Article:
Updated December 2021
Abstract
This new feature, documented here, was introduced with IBM Informix Dynamic Server (IDS) version 14.10. It is an enhancement to Enterprise Replication (ER) allowing for data changes to be handled by a stored procedure rather than being applied directly to a replica table. It is very likely to be used in a Loopback Replication arrangement, so that the stored procedure fired is contained in the same database as the source table.
Such a replicate is also known as an “asynchronous post-commit trigger”. This is because, unlike a conventional trigger, it runs in background with respect to the calling application and occurs after the transaction has been committed. ER infrastructure should ensure reliable buffering and delivery should a backlog build up or if the server is restarted.
This article gives an example of how this might be useful to perform whatever type of action you wish when data changes have been committed.
Content
Links in this article not shown in full are for pages within the new IBM Documentation site:
https://www.ibm.com/docs/en/informix-servers/14.10
Included ER “cdr” (continuous data replication) commands are clickable documentation links and not described in detail for brevity.
Relevant material is here:
https://github.com/nagaraju-inturi/informix-async-postcommit-triggers
The test system used for this article is an IDS 14.10.FC5 Developer Edition Linux Docker container created with the image available from:
https://hub.docker.com/r/ibmcom/informix-developer-database
See also our article on Loopback Replication which contains pre-requisite instructions.
The documentation page for Replication to SPL routine describes two alternate usages that require target procedures with very different parameters:
- one per replicated column plus additional control columns;
- a single JSON document.

Stored records:
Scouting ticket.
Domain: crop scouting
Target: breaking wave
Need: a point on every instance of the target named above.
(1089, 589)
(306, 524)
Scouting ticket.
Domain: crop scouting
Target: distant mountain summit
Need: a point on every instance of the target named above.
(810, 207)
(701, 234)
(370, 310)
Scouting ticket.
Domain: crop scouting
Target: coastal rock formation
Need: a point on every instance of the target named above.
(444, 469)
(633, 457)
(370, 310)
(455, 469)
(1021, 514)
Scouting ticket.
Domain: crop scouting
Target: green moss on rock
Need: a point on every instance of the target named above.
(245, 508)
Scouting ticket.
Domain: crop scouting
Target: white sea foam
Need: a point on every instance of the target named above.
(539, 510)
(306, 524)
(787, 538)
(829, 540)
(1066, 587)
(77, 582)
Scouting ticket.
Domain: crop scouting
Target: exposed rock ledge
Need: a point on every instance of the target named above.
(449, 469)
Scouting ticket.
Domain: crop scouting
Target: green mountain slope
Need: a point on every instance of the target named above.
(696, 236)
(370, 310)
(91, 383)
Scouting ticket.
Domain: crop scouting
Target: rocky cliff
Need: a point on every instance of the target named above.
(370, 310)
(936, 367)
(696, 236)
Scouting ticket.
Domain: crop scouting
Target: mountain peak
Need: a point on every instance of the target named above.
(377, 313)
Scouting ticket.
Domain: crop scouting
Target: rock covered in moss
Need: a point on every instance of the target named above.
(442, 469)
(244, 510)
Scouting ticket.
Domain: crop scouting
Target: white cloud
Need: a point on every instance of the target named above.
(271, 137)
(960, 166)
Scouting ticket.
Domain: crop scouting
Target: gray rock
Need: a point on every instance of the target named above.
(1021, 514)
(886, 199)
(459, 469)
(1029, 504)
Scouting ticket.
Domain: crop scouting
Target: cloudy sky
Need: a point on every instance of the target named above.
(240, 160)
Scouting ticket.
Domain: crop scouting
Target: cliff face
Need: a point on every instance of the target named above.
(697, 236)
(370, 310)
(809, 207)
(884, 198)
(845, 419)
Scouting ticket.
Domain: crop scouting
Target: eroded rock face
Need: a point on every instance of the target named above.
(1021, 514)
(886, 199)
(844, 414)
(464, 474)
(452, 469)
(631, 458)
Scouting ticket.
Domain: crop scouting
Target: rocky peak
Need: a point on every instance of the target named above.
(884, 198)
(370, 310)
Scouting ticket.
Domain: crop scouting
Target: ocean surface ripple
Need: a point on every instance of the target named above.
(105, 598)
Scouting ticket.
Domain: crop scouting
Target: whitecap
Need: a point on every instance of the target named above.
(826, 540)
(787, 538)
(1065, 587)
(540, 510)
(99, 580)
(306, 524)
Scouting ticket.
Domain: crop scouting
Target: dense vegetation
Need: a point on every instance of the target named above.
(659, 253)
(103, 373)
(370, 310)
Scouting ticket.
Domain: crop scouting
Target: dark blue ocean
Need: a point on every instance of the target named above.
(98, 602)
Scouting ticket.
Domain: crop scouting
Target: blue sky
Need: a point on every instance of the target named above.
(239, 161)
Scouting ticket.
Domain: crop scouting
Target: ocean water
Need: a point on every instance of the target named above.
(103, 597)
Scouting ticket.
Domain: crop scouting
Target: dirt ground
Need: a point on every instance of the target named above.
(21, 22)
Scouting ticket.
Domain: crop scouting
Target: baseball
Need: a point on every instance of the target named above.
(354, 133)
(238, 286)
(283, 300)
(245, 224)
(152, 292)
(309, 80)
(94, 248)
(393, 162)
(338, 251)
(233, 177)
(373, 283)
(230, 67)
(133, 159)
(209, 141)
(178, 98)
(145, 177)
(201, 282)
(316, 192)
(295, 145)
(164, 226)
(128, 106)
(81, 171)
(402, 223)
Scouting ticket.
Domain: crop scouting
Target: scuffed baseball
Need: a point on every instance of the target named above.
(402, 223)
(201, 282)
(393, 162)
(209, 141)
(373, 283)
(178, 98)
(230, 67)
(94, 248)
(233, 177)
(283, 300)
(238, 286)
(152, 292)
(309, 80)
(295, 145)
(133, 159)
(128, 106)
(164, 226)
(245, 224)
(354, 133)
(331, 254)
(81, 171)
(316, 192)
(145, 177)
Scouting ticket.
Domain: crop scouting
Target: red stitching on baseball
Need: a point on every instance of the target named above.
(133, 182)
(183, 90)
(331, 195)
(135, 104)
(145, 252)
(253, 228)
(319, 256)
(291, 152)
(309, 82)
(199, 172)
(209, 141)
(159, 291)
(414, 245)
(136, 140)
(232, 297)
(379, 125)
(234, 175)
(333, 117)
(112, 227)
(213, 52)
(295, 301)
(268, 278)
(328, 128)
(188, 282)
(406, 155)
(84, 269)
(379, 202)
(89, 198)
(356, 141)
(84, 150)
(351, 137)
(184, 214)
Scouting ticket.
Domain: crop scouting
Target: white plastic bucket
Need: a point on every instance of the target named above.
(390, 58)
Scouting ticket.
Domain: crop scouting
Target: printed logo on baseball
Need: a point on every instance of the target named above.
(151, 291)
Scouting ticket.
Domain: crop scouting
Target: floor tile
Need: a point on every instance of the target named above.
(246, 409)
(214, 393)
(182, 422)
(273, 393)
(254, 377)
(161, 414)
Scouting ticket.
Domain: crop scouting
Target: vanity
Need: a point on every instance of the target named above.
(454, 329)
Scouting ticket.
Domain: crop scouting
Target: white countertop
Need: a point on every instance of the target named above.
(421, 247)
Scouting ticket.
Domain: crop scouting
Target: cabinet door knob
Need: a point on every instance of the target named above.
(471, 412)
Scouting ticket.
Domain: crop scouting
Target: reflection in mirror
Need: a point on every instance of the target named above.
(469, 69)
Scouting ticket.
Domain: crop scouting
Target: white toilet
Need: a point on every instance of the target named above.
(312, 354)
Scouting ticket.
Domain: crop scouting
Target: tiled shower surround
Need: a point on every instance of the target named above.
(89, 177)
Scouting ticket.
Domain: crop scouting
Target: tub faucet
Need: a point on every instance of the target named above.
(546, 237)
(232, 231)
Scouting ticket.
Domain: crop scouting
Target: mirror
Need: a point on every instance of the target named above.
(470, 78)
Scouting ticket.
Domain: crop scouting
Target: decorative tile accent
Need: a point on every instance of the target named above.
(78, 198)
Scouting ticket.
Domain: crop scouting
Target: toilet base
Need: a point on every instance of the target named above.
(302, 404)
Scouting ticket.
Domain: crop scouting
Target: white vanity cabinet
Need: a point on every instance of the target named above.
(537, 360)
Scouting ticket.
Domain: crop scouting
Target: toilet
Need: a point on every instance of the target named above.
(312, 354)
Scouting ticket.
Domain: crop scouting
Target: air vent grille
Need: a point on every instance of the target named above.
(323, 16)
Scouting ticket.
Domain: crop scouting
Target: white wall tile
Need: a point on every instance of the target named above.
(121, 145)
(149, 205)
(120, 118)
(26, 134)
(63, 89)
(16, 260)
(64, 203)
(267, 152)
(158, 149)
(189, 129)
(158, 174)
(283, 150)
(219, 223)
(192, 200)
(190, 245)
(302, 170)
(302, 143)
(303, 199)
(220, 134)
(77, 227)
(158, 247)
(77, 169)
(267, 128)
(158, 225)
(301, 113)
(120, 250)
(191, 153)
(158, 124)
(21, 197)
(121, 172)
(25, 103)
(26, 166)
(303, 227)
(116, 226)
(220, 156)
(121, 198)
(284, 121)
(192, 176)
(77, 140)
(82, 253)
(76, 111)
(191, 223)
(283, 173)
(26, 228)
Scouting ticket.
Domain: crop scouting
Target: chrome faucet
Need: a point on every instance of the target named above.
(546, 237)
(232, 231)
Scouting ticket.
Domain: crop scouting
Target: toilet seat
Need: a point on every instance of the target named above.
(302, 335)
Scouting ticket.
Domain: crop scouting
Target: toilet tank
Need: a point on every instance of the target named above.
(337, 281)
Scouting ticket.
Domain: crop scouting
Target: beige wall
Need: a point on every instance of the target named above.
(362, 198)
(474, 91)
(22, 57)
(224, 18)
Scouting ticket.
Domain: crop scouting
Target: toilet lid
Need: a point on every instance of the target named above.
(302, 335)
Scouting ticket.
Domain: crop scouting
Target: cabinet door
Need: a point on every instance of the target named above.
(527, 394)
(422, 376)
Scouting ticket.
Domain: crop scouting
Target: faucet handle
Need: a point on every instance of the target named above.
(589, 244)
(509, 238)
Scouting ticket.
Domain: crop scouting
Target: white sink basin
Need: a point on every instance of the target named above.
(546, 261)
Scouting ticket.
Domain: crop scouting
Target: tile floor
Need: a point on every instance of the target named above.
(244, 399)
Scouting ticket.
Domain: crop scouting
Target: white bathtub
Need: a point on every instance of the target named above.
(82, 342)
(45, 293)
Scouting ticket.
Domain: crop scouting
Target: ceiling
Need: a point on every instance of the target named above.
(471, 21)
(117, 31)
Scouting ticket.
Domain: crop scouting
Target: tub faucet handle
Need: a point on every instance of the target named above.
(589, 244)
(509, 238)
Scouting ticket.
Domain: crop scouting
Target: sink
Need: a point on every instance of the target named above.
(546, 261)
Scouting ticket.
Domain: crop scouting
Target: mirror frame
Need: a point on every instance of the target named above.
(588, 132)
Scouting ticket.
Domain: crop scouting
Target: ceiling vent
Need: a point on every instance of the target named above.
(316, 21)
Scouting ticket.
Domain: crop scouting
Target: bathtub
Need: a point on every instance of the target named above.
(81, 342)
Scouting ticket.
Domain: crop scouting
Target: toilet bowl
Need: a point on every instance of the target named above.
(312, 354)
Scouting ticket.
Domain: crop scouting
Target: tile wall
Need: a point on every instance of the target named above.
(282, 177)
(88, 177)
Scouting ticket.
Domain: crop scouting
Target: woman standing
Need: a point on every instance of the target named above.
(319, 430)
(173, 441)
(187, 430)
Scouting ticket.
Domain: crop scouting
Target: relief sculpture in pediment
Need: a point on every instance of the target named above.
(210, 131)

What you will do:
[A] Which version of IBM Informix Dynamic Server introduced the replication-to-stored-procedure feature, according to the Informix replication article?
[B] Continue the Informix replication article from where it stops.

Answers to the tasks:
[A] Version 14.10.

[B]
Simple tests of both follow, using the “stores_demo” database provided with IDS and installed with the “dbaccessdemo” command. In both cases, changes to a table will be written to a staging/audit table.
Example SQL to set up database objects for the first approach is:
CREATE TABLE state_log
(
op_type CHAR(1),
source_id INT,
commit_time INT,
txn_id BIGINT,
userid INT,
session_id INT,
old_code CHAR(2),
old_sname CHAR(15),
new_code CHAR(2),
new_sname CHAR(15)
);
CREATE PROCEDURE sp_state_log
(
op_type CHAR(1),
source_id INT,
commit_time INT,
txn_id BIGINT,
userid INT,
session_id INT,
old_code CHAR(2),
old_sname CHAR(15),
new_code CHAR(2),
new_sname CHAR(15)
)
INSERT INTO state_log VALUES
(
op_type,
source_id,
commit_time,
txn_id,
userid,
session_id,
old_code,
old_sname,
new_code,
new_sname
);
END PROCEDURE;
|
Note that “userid” and “session_id” were added in IDS 14.10.FC6 and should be removed from the above for earlier versions. The rest of this article has example output from FC5 but requires no code changes.
- That’s rather laborious: the control columns have to be listed 3 times and the columns in the original table 6 times.
- Parameter types must conform to the documentation/schema and be in the right order, whereas their names are up to you.
Shell commands to define and start the replicate are:
cdr define replicate repl_state -C always -S row -A -R \ --splname=sp_state_log \ "P stores_demo@g_informix:informix.state" "select * from informix.state" \ "R stores_demo@g_loopback:informix.state" "select * from informix.state" cdr start replicate repl_state |
See our Loopback Replication article for a description of the standard options chosen above.
SQL for a basic test is:
INSERT INTO state VALUES (53, 'GB'); UPDATE state SET sname = 'UK' WHERE code = 53; DELETE FROM state WHERE code = 53; SELECT * FROM state_log; |
Results were:
| op_type | source_id | commit_time | txn_id | old_code | old_sname | new_code | new_sname |
|---|---|---|---|---|---|---|---|
| I | 1 | 1621534543 | 12124707279076 | 53 | GB | ||
| U | 1 | 1621534543 | 12124707287288 | 53 | GB | 53 | UK |
| D | 1 | 1621534543 | 12124707295776 | 53 | UK |
Recommended SQL statements to set up database objects for the second approach are:
CREATE TABLE data_change_log (data BSON);
CREATE INDEX data_change_log ON data_change_log
(BSON_VALUE_BIGINT(data, 'commit_time')) USING BSON;
CREATE PROCEDURE sp_data_change_capture (data JSON)
INSERT INTO data_change_log VALUES (data);
END PROCEDURE;
|
- That’s massively simpler: column/parameter names do not need specifying.
- The same log table and procedure can be used for multiple replicates (the data contains the table name).
- BSON has been chosen for the table column type (the INSERT recasts it) which has functions we need.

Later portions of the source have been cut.